• Texte source:
==*==
Au 16 ème siècle le fils du roi FASILIDAS, le roi IYASSOU lutte contre les Romains catholiques, il les vainc, il devient roi et fonde Gondar. Il y aura cinq rois et une reine entre 1632 et 1725 qui ont construit tout autour de Bahar Dar et de Gondar.

Tout est original dans ce monastère sauf le toit qui était en chaume et qui est aujourd'hui en paille et bambou.
Les peintures aussi sont récentes : Sainte Vierge, Saint Georges terrassant le démon, supplices.

Comme dans tous les monastères que l'on visite, le prêtre s'habille en costume d'apparat pour la photo, (et pour l'aumône...), sort la croix du monastère, parfois une partie du trésor.

Le "Tabot" : au sens primitif signifie "coffre". Par la suite il ne signifiera plus le réceptacle, mais son contenu essentiel, c'est-à-dire le trésor : les tables de la loi dans l'église. Le "Tabot" est le lieu secret accessible seulement au prêtre et où l'on dissimule les trésors de l'église.

La presqu'île de ZEGHIE est connue pour ses plantations de café et de gesho, ces feuilles qui sont utilisées dans la fermentation du tedj : le tedj est fait de ces feuilles, des graines, tout cela fermente et produit de l'alcool et on ajoute du miel. Pour les supermarchés il est ajouté du sucre en guise de miel, et on fait de l'artificiel !

Il y a des petits villages, l'endroit est très peuplé.
On prend un sentier qui nous conduit à un deuxième monastère.
==*==
• Données affichées:
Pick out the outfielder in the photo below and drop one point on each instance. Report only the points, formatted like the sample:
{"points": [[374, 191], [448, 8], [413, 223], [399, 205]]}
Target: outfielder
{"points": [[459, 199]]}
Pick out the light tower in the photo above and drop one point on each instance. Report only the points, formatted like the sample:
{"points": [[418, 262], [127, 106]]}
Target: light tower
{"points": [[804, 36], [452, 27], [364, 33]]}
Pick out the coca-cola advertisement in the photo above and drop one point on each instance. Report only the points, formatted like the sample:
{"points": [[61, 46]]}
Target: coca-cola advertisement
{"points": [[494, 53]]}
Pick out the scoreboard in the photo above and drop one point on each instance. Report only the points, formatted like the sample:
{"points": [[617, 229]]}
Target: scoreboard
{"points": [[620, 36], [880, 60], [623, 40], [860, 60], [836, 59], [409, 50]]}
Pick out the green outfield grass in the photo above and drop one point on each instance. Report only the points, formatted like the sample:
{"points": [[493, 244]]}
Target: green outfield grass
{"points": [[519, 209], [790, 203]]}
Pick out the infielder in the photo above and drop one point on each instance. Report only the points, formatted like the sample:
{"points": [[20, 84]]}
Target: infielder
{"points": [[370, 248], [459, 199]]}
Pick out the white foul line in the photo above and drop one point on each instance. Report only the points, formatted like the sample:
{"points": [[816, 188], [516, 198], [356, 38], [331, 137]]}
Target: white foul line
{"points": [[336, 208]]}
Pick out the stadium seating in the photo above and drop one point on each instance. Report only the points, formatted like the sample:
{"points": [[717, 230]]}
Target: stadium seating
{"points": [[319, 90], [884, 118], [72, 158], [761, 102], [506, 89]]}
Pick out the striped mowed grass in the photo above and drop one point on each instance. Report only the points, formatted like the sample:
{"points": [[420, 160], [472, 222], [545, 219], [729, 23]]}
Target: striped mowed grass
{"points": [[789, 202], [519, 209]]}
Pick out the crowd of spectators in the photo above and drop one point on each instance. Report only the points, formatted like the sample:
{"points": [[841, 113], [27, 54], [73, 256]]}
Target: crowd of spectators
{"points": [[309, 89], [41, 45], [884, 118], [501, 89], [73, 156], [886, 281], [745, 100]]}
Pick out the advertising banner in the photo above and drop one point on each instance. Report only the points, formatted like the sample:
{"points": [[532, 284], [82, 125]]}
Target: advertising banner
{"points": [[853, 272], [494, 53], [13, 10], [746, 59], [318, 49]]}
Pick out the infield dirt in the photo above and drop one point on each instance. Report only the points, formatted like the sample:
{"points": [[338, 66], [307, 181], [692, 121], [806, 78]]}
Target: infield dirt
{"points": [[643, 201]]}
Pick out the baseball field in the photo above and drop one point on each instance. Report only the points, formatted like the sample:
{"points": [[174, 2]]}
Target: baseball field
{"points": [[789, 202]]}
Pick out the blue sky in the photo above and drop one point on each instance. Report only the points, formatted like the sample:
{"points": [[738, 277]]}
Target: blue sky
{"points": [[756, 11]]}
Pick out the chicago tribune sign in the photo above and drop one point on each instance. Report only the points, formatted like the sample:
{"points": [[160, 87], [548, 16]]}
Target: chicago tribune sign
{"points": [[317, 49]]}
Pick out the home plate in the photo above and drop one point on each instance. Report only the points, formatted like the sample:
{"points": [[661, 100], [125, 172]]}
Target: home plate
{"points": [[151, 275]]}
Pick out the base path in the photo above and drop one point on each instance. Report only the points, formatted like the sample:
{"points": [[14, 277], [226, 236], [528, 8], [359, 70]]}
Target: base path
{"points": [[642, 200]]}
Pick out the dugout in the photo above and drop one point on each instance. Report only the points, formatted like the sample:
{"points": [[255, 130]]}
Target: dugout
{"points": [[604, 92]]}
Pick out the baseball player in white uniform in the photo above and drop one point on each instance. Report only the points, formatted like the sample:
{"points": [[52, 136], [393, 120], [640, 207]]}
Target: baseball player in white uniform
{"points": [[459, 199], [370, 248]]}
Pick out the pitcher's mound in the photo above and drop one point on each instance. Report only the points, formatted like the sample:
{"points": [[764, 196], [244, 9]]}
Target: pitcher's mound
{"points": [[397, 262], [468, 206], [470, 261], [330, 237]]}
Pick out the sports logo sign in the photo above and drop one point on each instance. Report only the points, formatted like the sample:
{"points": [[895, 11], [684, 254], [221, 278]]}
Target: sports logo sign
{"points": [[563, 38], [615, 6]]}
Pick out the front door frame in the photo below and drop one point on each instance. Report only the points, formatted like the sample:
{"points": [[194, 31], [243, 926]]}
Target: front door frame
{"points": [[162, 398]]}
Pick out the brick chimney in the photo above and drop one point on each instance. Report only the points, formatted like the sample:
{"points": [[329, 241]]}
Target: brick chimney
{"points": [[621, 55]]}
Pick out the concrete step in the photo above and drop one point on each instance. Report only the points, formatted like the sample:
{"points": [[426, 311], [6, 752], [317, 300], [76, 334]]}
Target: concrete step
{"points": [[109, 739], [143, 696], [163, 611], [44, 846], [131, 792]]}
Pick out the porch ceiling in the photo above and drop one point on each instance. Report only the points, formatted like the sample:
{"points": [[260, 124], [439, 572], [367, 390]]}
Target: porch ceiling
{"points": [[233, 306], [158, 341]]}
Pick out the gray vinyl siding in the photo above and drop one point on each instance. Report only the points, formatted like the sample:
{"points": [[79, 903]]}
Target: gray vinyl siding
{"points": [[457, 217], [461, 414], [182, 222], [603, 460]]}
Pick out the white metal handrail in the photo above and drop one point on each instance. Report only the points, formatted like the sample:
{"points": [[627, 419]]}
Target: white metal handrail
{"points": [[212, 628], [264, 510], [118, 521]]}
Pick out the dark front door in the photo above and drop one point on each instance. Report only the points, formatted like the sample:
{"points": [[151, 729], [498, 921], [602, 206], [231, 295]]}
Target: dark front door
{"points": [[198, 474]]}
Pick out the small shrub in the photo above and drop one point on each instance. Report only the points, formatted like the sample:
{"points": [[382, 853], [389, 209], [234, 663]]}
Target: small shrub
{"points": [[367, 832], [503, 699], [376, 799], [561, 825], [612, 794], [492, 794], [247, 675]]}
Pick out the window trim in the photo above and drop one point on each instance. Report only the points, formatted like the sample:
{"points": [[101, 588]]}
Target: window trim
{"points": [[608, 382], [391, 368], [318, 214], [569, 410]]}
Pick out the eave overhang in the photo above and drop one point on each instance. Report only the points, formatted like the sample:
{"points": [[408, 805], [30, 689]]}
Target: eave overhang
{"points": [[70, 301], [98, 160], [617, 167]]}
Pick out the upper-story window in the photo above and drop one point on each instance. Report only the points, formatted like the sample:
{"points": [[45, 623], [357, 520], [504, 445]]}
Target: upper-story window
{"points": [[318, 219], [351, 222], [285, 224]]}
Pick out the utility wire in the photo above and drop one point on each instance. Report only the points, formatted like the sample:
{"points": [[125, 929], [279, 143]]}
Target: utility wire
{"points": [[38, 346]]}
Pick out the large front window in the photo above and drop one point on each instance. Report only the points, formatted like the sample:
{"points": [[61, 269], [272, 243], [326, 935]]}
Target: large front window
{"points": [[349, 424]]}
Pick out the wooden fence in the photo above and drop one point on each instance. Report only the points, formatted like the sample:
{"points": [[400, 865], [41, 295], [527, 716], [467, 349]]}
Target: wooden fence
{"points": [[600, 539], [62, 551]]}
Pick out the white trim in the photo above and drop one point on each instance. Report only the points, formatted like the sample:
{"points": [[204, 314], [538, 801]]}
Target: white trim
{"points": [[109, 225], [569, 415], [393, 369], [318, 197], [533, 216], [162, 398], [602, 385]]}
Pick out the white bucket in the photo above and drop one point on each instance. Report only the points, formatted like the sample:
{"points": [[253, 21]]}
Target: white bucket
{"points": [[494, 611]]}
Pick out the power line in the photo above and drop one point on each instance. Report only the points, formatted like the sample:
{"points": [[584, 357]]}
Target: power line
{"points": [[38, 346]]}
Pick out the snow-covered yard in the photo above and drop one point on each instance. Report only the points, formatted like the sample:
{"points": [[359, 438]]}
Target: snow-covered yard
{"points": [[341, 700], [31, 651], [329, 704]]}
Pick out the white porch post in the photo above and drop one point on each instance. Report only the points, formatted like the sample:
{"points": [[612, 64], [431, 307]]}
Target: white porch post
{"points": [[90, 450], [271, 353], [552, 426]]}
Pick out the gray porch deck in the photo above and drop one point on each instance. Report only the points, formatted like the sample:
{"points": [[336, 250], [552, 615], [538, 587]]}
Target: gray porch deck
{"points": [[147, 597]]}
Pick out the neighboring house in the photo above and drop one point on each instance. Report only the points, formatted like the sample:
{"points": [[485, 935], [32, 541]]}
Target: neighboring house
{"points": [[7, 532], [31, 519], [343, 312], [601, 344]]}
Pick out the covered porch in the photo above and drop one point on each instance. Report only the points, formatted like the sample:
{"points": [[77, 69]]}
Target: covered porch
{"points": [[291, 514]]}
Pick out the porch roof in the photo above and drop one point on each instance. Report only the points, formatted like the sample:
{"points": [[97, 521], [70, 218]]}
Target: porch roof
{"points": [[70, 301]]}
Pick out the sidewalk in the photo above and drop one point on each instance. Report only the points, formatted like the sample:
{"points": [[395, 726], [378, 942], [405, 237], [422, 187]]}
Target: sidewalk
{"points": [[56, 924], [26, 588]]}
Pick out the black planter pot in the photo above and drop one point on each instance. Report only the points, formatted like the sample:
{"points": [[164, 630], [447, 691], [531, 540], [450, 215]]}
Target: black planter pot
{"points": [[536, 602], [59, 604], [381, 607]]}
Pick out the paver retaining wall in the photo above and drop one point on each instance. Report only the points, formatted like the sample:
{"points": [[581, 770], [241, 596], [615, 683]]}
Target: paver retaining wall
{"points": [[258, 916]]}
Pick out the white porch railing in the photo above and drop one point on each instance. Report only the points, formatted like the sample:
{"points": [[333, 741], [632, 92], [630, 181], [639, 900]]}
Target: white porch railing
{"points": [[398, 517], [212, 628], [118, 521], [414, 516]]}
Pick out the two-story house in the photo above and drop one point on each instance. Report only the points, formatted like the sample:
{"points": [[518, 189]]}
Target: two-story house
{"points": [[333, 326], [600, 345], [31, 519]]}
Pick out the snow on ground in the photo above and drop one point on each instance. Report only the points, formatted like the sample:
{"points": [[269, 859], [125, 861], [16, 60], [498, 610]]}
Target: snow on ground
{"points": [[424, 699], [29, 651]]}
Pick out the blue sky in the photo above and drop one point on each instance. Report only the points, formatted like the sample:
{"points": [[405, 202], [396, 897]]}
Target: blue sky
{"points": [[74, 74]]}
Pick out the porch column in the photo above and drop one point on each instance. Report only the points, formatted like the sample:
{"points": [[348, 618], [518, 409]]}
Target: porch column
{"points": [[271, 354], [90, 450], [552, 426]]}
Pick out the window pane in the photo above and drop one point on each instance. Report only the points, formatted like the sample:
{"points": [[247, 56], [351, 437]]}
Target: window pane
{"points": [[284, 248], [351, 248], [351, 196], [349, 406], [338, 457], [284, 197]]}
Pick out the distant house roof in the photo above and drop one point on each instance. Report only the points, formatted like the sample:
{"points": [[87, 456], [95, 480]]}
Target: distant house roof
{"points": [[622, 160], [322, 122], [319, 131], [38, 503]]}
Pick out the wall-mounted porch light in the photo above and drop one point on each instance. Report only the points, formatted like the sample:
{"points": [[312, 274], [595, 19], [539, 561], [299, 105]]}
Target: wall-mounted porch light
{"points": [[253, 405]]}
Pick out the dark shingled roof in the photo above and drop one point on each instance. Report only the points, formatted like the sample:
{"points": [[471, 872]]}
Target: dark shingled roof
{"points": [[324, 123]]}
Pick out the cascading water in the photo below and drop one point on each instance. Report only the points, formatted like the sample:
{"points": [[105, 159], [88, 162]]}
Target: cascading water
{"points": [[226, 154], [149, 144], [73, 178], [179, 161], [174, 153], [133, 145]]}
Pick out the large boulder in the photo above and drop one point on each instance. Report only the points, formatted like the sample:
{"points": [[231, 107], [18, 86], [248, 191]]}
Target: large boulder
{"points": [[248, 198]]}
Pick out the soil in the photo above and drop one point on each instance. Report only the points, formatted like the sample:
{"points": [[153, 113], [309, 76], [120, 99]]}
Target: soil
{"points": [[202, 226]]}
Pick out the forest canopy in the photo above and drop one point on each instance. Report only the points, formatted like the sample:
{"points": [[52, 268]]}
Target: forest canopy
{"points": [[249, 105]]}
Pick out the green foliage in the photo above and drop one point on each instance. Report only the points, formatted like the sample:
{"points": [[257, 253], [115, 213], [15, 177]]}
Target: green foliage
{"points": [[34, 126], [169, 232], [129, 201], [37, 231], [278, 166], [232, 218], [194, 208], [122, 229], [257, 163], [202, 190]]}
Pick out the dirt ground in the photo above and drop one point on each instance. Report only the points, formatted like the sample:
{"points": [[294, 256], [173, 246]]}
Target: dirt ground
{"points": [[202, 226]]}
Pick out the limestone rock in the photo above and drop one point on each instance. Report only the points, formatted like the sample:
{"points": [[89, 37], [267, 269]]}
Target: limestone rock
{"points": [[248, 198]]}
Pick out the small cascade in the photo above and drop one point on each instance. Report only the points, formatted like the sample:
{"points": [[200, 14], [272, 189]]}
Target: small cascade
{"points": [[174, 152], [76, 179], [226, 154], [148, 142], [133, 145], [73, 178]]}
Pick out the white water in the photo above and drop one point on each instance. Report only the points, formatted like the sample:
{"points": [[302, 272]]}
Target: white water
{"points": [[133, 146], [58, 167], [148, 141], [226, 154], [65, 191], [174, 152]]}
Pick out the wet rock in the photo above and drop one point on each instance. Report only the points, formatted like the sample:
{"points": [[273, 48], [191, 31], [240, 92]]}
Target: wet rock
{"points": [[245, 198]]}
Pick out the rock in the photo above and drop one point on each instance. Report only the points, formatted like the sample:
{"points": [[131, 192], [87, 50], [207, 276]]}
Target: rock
==*==
• Consigne:
Dans le texte source, remplacez « café » par « coton » et recopiez le passage de « La presqu'île de » à « est très peuplé. ».

• Réponse complète:
La presqu'île de ZEGHIE est connue pour ses plantations de coton et de gesho, ces feuilles qui sont utilisées dans la fermentation du tedj : le tedj est fait de ces feuilles, des graines, tout cela fermente et produit de l'alcool et on ajoute du miel. Pour les supermarchés il est ajouté du sucre en guise de miel, et on fait de l'artificiel !

Il y a des petits villages, l'endroit est très peuplé.